Фрагмент текста:
+---+
Генерал А. В. Туркул. Последний начальник Дроздовской дивизии

 

Добиться от русских неподчинения своим командирам, подорвать их авторитет союзники так и не смогли. Больше того, неотлучно находившийся при войсках и деливший с ними все тяготы генерал Кутепов пользовался огромной популярностью. Его в шутку даже называли «Кутеп‑паша, царь Галлиполийский». Когда он по вызову штаба приехал в Константинополь, на пристани его встретили громовым «Ура!», подхватили на руки и понесли по улицам. Однако французы не успокаивались. Они запретили въезд в русские лагеря, аннулировали все ранее выданные пропуска и вновь потребовали немедленно сдать оружие. В ответ на это Кутепов сформировал в каждом «цветном» полку ударный батальон из лучших бойцов в 600 штыков и пулеметную команду в 60 стволов. Больше всего желающих оказалось среди корниловцев. Контрразведка постаралась, чтобы это распоряжение стало известно союзникам.

В результате отношения Главнокомандующего русской армией генерала Врангеля с союзниками были близки к полному разрыву. От более решительных действий французов удерживал страх столкнуться в бою с «цветными» полками, о стойкости которых они были наслышаны. А еще их настораживала и неопределенность: на что, собственно, рассчитывает барон, почему продолжает упорствовать? Французы считали, что у Петра Николаевича был в запасе некий козырь. Но какой именно? Договор с Германией или с Японией? А может быть, с Америкой? Никто тогда и подумать не мог, что все гораздо проще. В той критической ситуации Врангелю оставалось уповать только на Бога, счастливый случай и своих офицеров, моряков и казаков.

 

О жизни казачьих корпусов генерала Врангеля на чужбине рядовой россиянин сегодня почти ничего не знает. А между тем Лемнос – короткая, но особая глава в истории Белого движения, сравнимая разве что с Галлиполийским сидением.

 

При этом кубанцы, донцы и терцы не оставили на греческой земле величественного каменного памятника своего пребывания там. Да и нужен ли он? Как писал генерал Богаевский, вечно будут существовать не монументы, а стойкость добровольческого духа. Казаки жили в палатках, которых было так мало, что едва хватало на всех. Не только офицеры и нижние чины, но и женщины, и дети спали на голой земле или на тонких травяных подстилках.
+---+
Данные для обработки:
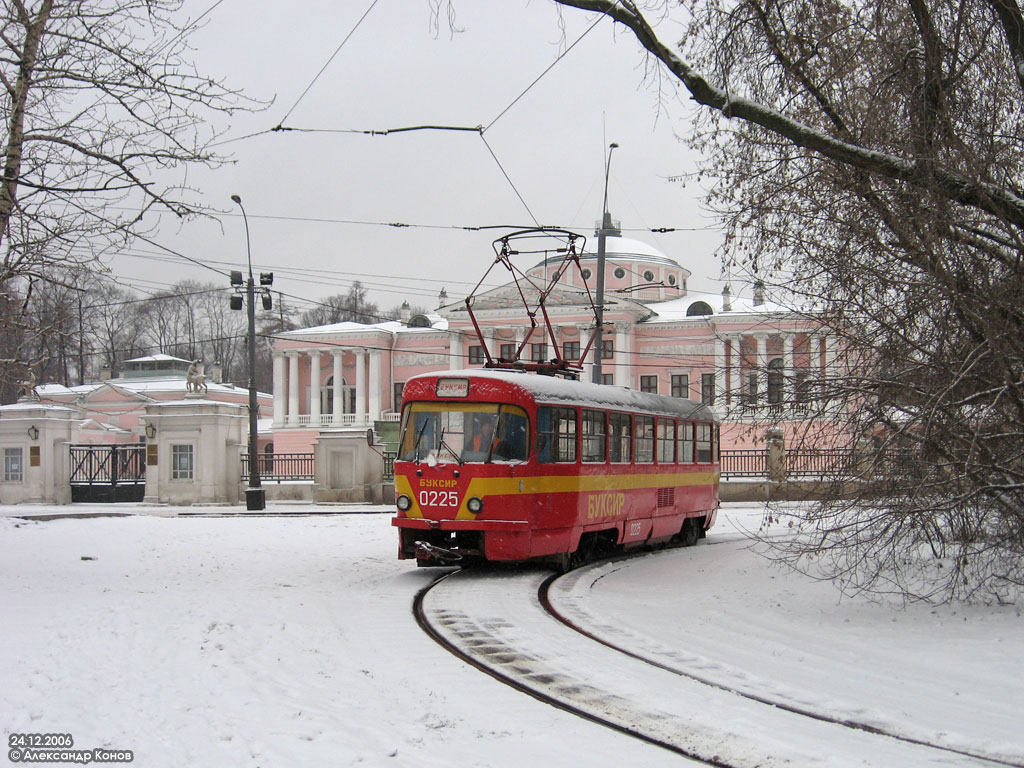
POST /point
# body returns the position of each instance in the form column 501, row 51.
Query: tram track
+---+
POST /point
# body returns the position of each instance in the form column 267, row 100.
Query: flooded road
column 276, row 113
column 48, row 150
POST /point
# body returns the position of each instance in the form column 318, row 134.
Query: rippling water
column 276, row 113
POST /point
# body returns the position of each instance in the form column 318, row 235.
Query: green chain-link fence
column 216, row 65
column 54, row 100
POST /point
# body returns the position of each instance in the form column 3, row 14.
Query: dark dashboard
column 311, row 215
+---+
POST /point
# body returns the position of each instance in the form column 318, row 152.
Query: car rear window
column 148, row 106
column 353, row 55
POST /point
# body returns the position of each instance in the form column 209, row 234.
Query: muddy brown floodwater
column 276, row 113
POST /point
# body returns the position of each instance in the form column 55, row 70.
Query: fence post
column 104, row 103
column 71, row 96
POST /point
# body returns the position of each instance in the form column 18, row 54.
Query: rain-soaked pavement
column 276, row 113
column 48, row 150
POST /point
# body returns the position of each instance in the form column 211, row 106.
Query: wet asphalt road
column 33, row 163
+---+
Задания упражнения:
1/ Соберите все строки записей, в которых есть слово «Query».
2/ Продолжите текст о жизни армии Врангеля на чужбине, начав сразу после его последнего предложения.
Текст и записи никак не связаны друг с другом.

Результаты по заданиям:
1/
Query: tram track
Query: flooded road
Query: rippling water
Query: green chain-link fence
Query: dark dashboard
Query: car rear window
Query: muddy brown floodwater
Query: fence post
Query: rain-soaked pavement
Query: wet asphalt road

2/
Донцы страшно завидовали кубанцам, которые прибыли на Лемнос раньше и получили от союзников кровати и одеяла. Французы всеми силами старались расколоть армию Врангеля. Вот пример: единственная баня на острове находилась на территории казачьего корпуса с Кубани. Донцам сначала было вообще запрещено ею пользоваться. Лишь после настойчивых требований штаба барона им выделили специальные часы. Словно в насмешку, в ночное время. Да что там баня, если даже ближайшие резервуары с водой находились в версте от Донского лагеря и работали всего несколько часов в сутки.

В декабре 1921 года на Лемносе было еще сравнительно тепло, и от холода казаки не страдали, в отличие от чинов русской армии, которые оказались в Галлиполи. Но французский паек, и без того весьма ограниченный, выдавался не полностью. Особенно плохо было с хлебом. Дров союзники отпускали так мало, что их не хватало даже на кипячение воды, не говоря уже о приготовлении пищи. Поэтому казакам приходилось с первых же дней заботиться о топливе. На безлесном, каменистом острове со скудной растительностью это казалось неразрешимой задачей. Но гораздо тяжелее переживалась полная оторванность от остального мира. По свидетельству одного из офицеров, на этом острове казаки чувствовали себя словно в тюрьме. Повсюду находились французские часовые, лагерь был оцеплен, по нему даже не разрешалось свободно передвигаться.

 

Казак на Лемносе.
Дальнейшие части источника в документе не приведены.